Raw data

-------------------------

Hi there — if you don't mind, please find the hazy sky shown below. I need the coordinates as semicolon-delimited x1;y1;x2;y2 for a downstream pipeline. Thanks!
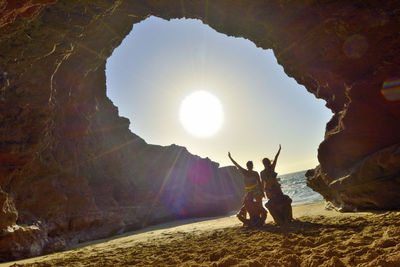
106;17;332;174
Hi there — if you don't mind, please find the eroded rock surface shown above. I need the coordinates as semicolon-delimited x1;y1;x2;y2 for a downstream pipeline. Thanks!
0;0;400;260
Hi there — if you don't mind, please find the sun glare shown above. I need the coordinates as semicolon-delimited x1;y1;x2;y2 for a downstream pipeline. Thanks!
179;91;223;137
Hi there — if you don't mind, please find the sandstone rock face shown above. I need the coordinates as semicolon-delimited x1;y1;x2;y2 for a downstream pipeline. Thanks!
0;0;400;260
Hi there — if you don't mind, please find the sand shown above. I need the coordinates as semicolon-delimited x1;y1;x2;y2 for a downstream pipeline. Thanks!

-------------------------

Aim of the exercise
Present all the lines above as a numbered list, omitting any blank lines and leaving out the pictures.

Response to the task
1. Hi there — if you don't mind, please find the hazy sky shown below. I need the coordinates as semicolon-delimited x1;y1;x2;y2 for a downstream pipeline. Thanks!
2. 106;17;332;174
3. Hi there — if you don't mind, please find the eroded rock surface shown above. I need the coordinates as semicolon-delimited x1;y1;x2;y2 for a downstream pipeline. Thanks!
4. 0;0;400;260
5. Hi there — if you don't mind, please find the sun glare shown above. I need the coordinates as semicolon-delimited x1;y1;x2;y2 for a downstream pipeline. Thanks!
6. 179;91;223;137
7. Hi there — if you don't mind, please find the sandstone rock face shown above. I need the coordinates as semicolon-delimited x1;y1;x2;y2 for a downstream pipeline. Thanks!
8. 0;0;400;260
9. Hi there — if you don't mind, please find the sand shown above. I need the coordinates as semicolon-delimited x1;y1;x2;y2 for a downstream pipeline. Thanks!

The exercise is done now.